*STATED TASK 1*: Which two calibration methods does the CaliForest source code name in its description?

Source code for pyhealth.models.califorest

"""
Author: Kobe Guo
NetID: kobeg2

Paper: CaliForest: Calibrated Random Forests for Healthcare Prediction
Link: https://joyceho.github.io/assets/pdf/paper/park-chil20.pdf

Description:
Implementation of CaliForest, a calibrated random forest model that applies
post-hoc calibration (isotonic or logistic) to improve probability estimates
for healthcare prediction tasks.
"""

from __future__ import annotations

from typing import Dict, List, Optional

import numpy as np
import torch
import torch.nn as nn
from sklearn.ensemble import RandomForestClassifier
from sklearn.isotonic import IsotonicRegression
from sklearn.linear_model import LogisticRegression

from pyhealth.datasets import SampleDataset
from pyhealth.models import BaseModel


[docs]class CaliForest(BaseModel):
    """CaliForest model for calibrated probability prediction.

    This model wraps a RandomForestClassifier and applies a post-hoc
    calibration step using out-of-bag (OOB) predictions and prediction
    variance to improve probability estimates.

    Important:
        CaliForest is fit once on the full training set using fit(train_loader).
        After fitting, forward() should be used only for inference/evaluation.

[Position identification entries]
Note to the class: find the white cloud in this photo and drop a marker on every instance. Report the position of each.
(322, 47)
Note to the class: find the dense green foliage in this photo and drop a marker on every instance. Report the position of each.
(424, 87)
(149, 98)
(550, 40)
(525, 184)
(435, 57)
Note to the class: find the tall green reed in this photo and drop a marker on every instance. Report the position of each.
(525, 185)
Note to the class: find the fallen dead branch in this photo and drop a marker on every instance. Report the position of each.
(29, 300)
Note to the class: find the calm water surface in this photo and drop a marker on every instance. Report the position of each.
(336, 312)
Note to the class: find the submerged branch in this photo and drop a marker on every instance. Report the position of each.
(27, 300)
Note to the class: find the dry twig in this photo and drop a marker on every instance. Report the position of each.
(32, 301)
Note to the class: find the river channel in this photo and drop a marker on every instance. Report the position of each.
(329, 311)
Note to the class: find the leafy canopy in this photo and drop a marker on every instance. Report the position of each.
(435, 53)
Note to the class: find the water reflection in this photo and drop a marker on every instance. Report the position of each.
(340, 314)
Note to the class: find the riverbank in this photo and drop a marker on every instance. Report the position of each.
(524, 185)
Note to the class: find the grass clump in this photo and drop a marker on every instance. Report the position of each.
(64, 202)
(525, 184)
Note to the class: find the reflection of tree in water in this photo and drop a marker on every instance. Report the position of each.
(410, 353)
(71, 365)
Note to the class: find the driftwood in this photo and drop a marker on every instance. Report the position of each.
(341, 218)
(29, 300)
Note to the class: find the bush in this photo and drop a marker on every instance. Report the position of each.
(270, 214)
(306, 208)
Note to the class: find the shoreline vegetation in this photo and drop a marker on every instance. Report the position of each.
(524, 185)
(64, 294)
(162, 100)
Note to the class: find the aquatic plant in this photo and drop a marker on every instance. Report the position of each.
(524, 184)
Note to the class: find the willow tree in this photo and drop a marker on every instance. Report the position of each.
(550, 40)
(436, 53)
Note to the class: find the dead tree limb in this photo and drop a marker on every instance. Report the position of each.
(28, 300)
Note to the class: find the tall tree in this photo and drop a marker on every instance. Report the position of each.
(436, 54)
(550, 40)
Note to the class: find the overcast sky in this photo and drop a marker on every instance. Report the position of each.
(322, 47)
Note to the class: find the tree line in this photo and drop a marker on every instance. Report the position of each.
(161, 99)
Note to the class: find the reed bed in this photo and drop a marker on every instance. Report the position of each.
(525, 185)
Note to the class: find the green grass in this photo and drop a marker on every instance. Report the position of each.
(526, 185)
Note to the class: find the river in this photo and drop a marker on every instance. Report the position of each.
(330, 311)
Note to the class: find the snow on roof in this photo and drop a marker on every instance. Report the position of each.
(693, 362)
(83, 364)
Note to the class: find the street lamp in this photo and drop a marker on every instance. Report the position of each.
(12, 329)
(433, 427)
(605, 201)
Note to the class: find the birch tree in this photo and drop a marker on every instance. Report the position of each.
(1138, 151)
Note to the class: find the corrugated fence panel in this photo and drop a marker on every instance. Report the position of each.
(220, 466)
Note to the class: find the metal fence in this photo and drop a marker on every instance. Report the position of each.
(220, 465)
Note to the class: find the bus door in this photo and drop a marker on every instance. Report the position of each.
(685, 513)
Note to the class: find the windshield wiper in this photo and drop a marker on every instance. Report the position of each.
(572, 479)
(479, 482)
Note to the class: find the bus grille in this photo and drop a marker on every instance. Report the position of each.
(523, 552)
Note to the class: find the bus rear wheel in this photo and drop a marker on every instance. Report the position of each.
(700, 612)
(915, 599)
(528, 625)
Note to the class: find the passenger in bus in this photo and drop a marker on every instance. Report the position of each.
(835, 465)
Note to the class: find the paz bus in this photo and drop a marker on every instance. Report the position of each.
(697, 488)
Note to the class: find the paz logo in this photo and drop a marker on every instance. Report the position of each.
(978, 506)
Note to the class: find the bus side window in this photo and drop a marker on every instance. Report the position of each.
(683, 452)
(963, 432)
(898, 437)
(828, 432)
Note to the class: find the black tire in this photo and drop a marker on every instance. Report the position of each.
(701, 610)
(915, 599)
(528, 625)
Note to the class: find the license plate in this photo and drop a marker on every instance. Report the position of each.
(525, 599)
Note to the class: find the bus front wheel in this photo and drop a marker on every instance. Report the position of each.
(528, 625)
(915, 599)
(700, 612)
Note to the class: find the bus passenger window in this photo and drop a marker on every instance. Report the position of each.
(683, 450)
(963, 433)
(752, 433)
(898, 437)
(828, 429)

*STATED TASK 2*: Lay out the entries from the line containing "Note to the class: find the paz logo" through the end of the entries as a two-column CSV with the columns request and points. Give one row per request, put each field in quotation marks, and replace line breaks with spaces.

*EXERCISE ANSWER 1*: Isotonic and logistic calibration.

*EXERCISE ANSWER 2*:
request,points
"Note to the class: find the paz logo in this photo and drop a marker on every instance. Report the position of each.","(978, 506)"
"Note to the class: find the bus side window in this photo and drop a marker on every instance. Report the position of each.","(683, 452) (963, 432) (898, 437) (828, 432)"
"Note to the class: find the black tire in this photo and drop a marker on every instance. Report the position of each.","(701, 610) (915, 599) (528, 625)"
"Note to the class: find the license plate in this photo and drop a marker on every instance. Report the position of each.","(525, 599)"
"Note to the class: find the bus front wheel in this photo and drop a marker on every instance. Report the position of each.","(528, 625) (915, 599) (700, 612)"
"Note to the class: find the bus passenger window in this photo and drop a marker on every instance. Report the position of each.","(683, 450) (963, 433) (752, 433) (898, 437) (828, 429)"